→ TASK MATERIAL:
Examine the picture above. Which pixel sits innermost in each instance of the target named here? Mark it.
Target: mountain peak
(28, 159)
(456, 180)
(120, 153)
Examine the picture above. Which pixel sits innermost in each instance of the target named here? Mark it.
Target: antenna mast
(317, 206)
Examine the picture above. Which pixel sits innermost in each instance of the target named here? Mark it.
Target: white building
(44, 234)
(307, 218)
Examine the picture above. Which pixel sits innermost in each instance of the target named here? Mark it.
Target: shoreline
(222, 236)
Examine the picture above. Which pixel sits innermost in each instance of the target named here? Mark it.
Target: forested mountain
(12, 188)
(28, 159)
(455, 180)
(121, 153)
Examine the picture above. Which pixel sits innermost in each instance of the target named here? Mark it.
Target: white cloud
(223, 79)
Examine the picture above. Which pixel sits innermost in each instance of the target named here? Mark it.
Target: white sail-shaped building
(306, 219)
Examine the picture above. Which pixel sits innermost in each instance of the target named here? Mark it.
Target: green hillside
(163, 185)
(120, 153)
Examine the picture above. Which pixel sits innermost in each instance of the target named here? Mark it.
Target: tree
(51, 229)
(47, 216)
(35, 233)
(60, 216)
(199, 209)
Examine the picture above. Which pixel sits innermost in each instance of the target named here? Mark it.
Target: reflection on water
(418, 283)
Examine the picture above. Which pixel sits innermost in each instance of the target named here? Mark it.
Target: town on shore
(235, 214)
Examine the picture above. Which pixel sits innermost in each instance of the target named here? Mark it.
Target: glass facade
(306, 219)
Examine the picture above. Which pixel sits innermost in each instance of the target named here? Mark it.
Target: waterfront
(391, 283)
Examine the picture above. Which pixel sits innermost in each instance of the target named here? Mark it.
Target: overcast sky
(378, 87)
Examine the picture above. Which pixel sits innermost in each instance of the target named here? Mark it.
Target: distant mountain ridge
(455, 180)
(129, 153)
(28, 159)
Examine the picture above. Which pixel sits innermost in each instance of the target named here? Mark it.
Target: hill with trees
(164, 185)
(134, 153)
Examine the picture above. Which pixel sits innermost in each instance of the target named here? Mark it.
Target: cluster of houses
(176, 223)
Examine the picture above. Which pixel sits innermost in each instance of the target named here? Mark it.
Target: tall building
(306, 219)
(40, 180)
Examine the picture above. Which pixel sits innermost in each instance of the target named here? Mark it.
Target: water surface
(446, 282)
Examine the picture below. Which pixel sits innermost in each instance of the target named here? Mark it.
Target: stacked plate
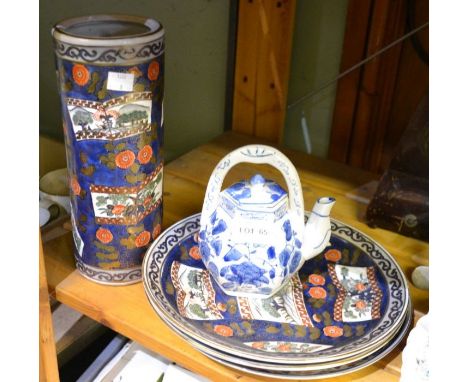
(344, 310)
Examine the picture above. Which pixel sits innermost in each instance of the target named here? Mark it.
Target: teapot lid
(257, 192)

→ PROBLEM DESCRIPTION: Reproduce each record from above exactly; pictures do not belong in the copy.

→ EXERCISE ANSWER:
Examine the picture above. Which pixel sits innermost in each instance of the target named here? Mark it.
Target: mountain peak
(28, 159)
(456, 180)
(120, 153)
Examine the picture above. Which pixel sits innermost in each instance of the target named here? Mark it.
Target: antenna mast
(317, 206)
Examine the picture above. Which pixel sits innermost in each instance of the target named here? Mark it.
Target: white building
(44, 234)
(307, 218)
Examine the picture above. Which pixel sits innermost in each instance of the target named here? Mark it.
Target: shoreline
(222, 236)
Examine the picture above. Which pixel sits innermost in each instance of the target named here? Mark it.
Target: forested mountain
(12, 188)
(28, 159)
(455, 180)
(121, 153)
Examine the picture above. Which pixel sits innermost in each instance of the target named here? Mark it.
Target: white cloud
(223, 79)
Examine the picture above. Which pixel sits innermost in each instance of the target named here? Mark it.
Target: white sail-shaped building
(306, 219)
Examine the picture above. Which pixel sits innermost in each instance of the target named here? Mark it.
Target: green hillside
(163, 185)
(120, 153)
Examine the picture above. Which pixel sits innermost in each instance of the target named here? Mark it.
Target: tree
(51, 229)
(47, 216)
(35, 233)
(60, 216)
(199, 209)
Examine the picture above. Which pixel sits innermost in each instance of the target named here? Mark it.
Target: reflection on water
(418, 283)
Examine the picture above. Which pixel sits innermost in each instance of the target named here? Mark it.
Target: town on shore
(235, 214)
Examine the picture above. Which pixel sits innermost in each instance of the target named here? Mark it.
Target: glass facade
(306, 219)
Examine the picture above. Which pixel sits innermost in each instance of the target named here? Mark it.
Target: waterfront
(391, 283)
Examine the picture above. Which pixel sits innermost in each instance of the target named here? Mark it.
Target: overcast sky
(378, 87)
Examine the picture above. Which pixel sits innermost in each instance of the target named here? Mark it.
Target: distant mountain ridge
(455, 180)
(129, 153)
(28, 159)
Examine the picture above. Which pixel sits innermost in each instance of the target named here? Mark it.
Target: hill with trees
(164, 185)
(134, 153)
Examine the picture above. Which pixel sits innermost in each instance of the target named here? Mark it.
Target: cluster of houses
(176, 223)
Examine the picture above. Which pixel sits innermost in each instance of the target named here? Mark it.
Target: tall building
(306, 219)
(40, 180)
Examine the picture above. Which pixel sits innermost in each instance of the target named here? Mark it.
Target: water surface
(446, 282)
Examine the picture below. Which pixel sits innermost in each instance of the target named here? Mark it.
Target: stacked plate
(344, 310)
Examine the picture above. Which pixel sits innermost in each instance of the target named here? Mark it.
Target: teapot lid
(257, 192)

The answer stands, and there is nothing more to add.